_SUPPLIED PASSAGE_
## Start
Setting up goals for the upcoming seasons or time you have off from school is encouraging because it allows you to look forward to something. I know personally for me, I tend to look at the final weeks of the semester and think, “man, I’m going to do all these different things on my time off!” and never come around to do them. Jogging them down and making it all pretty is relaxing and exciting, to say the least. Although I never get around to accomplish everything on these pages, they’re always ideas for the next time I have time off to myself.

 

 

Occasionally, I will create a spread that focuses on a specific time of year that I am currently going through some hardships and need some sort of guidance to get me through them. As the months pass and I look back to these pages were I was going through something, it sorta makes me smile that that specific page in my bullet journal was created because I was having an issue with something mentally and to see that I overcame it months later is refreshing to see. I constantly look back at my 2018 resolutions spread and remind myself of the promises I made to embrace and make this year a good one. So even though these pages may not be relevant to you anymore, looking back at them and reminding yourself where you came from is always a good sign of growth.
## End
Object location annotation data
## Start
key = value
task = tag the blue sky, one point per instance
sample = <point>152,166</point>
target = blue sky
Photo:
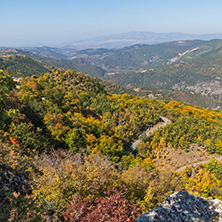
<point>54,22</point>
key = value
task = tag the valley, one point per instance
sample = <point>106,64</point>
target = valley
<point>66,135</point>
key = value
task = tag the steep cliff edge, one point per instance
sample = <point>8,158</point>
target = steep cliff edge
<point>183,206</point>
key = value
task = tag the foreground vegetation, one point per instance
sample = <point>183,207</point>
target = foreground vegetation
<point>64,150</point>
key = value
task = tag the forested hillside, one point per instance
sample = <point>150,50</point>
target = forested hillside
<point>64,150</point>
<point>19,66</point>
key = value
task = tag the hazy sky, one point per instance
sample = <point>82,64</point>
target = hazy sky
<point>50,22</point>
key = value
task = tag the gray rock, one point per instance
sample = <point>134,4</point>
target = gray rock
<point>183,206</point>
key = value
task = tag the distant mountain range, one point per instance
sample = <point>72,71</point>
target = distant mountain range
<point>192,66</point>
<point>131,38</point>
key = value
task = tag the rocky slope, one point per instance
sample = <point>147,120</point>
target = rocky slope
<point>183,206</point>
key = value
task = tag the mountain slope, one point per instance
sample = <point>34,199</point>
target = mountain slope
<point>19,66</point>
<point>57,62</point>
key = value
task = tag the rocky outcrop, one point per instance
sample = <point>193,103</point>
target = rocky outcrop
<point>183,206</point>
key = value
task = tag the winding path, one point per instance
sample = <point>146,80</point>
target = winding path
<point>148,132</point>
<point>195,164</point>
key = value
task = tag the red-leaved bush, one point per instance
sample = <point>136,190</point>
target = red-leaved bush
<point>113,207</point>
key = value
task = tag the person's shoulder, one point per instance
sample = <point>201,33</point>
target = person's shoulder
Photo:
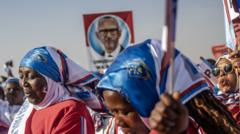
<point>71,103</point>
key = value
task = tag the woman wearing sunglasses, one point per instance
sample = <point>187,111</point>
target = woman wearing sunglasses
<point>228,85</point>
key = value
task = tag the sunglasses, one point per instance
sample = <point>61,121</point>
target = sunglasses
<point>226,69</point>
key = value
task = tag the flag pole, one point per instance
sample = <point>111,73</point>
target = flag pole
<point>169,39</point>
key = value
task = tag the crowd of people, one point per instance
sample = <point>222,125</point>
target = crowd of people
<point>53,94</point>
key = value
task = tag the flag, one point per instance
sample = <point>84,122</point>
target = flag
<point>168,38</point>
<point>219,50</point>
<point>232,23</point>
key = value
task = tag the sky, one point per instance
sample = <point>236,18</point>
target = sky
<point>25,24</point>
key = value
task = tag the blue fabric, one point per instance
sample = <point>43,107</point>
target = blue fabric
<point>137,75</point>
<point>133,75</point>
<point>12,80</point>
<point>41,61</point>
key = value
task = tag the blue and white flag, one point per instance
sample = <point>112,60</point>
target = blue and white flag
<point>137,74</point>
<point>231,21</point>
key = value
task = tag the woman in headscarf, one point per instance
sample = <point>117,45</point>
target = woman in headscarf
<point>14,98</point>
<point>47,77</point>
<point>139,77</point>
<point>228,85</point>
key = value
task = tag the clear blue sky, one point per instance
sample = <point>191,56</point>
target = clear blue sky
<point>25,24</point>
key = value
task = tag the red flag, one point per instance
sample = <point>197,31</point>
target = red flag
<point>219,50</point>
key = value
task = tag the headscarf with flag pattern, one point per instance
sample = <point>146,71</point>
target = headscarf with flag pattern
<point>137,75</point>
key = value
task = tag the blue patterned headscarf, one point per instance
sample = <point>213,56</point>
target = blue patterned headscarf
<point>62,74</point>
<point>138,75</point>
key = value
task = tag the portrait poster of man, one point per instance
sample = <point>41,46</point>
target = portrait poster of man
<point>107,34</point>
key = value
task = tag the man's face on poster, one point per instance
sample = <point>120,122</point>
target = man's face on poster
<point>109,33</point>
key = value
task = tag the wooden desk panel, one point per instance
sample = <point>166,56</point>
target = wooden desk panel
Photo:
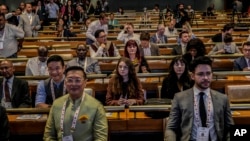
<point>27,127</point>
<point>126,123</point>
## End
## Start
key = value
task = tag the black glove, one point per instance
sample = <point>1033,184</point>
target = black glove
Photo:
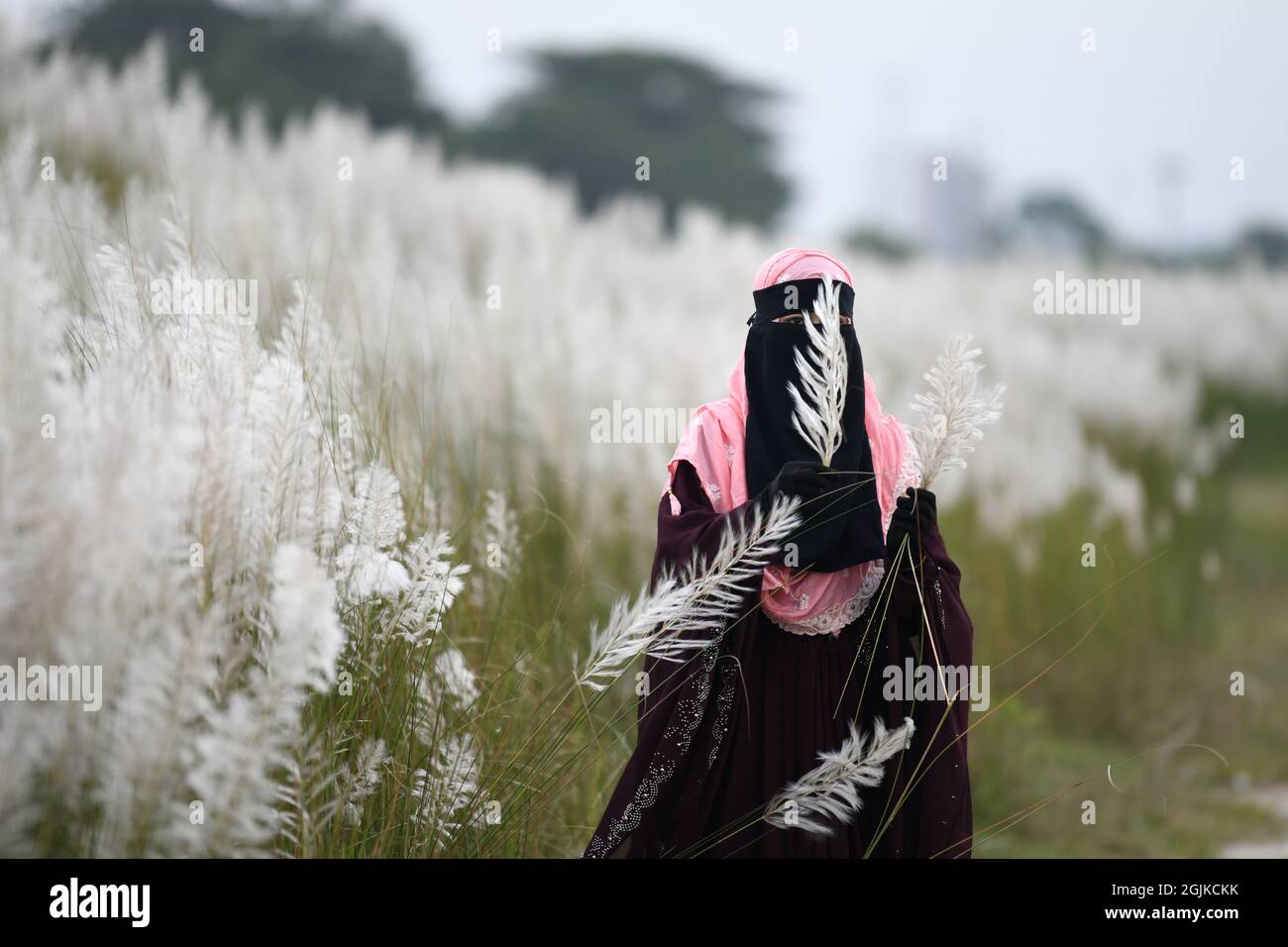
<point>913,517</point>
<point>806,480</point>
## End
_STATED PROBLEM_
Reproduce the passage on bullet journal goals in full, word for word. This material has no connection to the passage on bullet journal goals.

_FULL ANSWER_
Setting up goals for the upcoming seasons or time you have off from school is encouraging because it allows you to look forward to something. I know personally for me, I tend to look at the final weeks of the semester and think, “man, I’m going to do all these different things on my time off!” and never come around to do them. Jogging them down and making it all pretty is relaxing and exciting, to say the least. Although I never get around to accomplish everything on these pages, they’re always ideas for the next time I have time off to myself.

 

 

Occasionally, I will create a spread that focuses on a specific time of year that I am currently going through some hardships and need some sort of guidance to get me through them. As the months pass and I look back to these pages were I was going through something, it sorta makes me smile that that specific page in my bullet journal was created because I was having an issue with something mentally and to see that I overcame it months later is refreshing to see. I constantly look back at my 2018 resolutions spread and remind myself of the promises I made to embrace and make this year a good one. So even though these pages may not be relevant to you anymore, looking back at them and reminding yourself where you came from is always a good sign of growth.